## EXERCISE OBJECTIVE
Put every one of the lines below into a JSON list of strings, one string per line, and leave out any blank lines.

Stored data
+ + + + + + +
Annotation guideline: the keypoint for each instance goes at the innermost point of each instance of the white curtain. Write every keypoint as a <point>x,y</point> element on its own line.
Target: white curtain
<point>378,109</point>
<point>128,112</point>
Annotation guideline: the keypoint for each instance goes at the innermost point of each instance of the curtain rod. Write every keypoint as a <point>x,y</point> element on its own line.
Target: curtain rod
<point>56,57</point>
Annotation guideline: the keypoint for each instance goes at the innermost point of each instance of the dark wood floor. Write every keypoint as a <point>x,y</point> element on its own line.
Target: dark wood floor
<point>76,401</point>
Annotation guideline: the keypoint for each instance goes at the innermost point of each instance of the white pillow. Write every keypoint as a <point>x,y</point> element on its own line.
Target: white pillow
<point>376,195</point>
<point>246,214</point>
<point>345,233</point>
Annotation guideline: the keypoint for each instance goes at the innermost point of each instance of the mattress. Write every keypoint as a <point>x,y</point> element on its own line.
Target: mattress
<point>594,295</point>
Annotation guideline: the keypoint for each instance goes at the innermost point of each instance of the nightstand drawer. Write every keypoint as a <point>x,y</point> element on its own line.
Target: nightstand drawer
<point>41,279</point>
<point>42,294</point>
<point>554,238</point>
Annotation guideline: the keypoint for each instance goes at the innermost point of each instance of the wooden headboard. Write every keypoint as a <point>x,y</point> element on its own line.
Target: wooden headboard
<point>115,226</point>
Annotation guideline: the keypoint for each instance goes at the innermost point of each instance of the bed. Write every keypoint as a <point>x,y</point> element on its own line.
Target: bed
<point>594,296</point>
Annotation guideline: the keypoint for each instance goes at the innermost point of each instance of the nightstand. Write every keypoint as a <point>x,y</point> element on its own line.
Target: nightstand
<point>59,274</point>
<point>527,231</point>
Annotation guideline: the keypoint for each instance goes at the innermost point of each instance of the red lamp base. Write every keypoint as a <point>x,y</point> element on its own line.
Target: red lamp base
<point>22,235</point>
+ + + + + + +
## RESPONSE TO THIS EXERCISE
[
  "Annotation guideline: the keypoint for each instance goes at the innermost point of each instance of the white curtain. Write every keypoint as a <point>x,y</point> element on its own line.",
  "Target: white curtain",
  "<point>378,109</point>",
  "<point>128,112</point>",
  "Annotation guideline: the keypoint for each instance goes at the innermost point of each instance of the curtain rod. Write every keypoint as a <point>x,y</point> element on its own line.",
  "Target: curtain rod",
  "<point>56,57</point>",
  "Annotation guideline: the keypoint for each instance goes at the innermost point of each instance of the dark wood floor. Write every keypoint as a <point>x,y</point> element on its own line.",
  "Target: dark wood floor",
  "<point>76,401</point>",
  "Annotation guideline: the keypoint for each instance goes at the innermost point of each instance of the white pillow. Write every keypoint as a <point>x,y</point> element on its own line.",
  "Target: white pillow",
  "<point>376,195</point>",
  "<point>246,214</point>",
  "<point>345,233</point>",
  "Annotation guideline: the keypoint for each instance goes at the innermost point of each instance of the mattress. Write every keypoint as a <point>x,y</point> element on its own line.",
  "Target: mattress",
  "<point>594,295</point>",
  "Annotation guideline: the keypoint for each instance goes at the innermost point of each instance of the nightstand drawer. Write every keypoint as a <point>x,y</point> element on its own line.",
  "Target: nightstand drawer",
  "<point>41,279</point>",
  "<point>42,294</point>",
  "<point>554,238</point>",
  "Annotation guideline: the keypoint for each instance goes at the innermost point of each instance of the wooden headboard. Write every keypoint as a <point>x,y</point> element on its own line.",
  "Target: wooden headboard",
  "<point>115,226</point>",
  "Annotation guideline: the keypoint for each instance goes at the innermost point of each instance of the bed. Write every keypoint as a <point>x,y</point> element on its own line.",
  "Target: bed",
  "<point>594,296</point>",
  "Annotation guideline: the keypoint for each instance goes at the innermost point of each instance of the nightstand. Write every keypoint as a <point>x,y</point> element on its own line.",
  "Target: nightstand",
  "<point>59,274</point>",
  "<point>527,231</point>",
  "Annotation guideline: the keypoint for each instance goes at the innermost point of each instance of the red lamp base. Write every keypoint as a <point>x,y</point> element on its own line.",
  "Target: red lamp base",
  "<point>22,235</point>"
]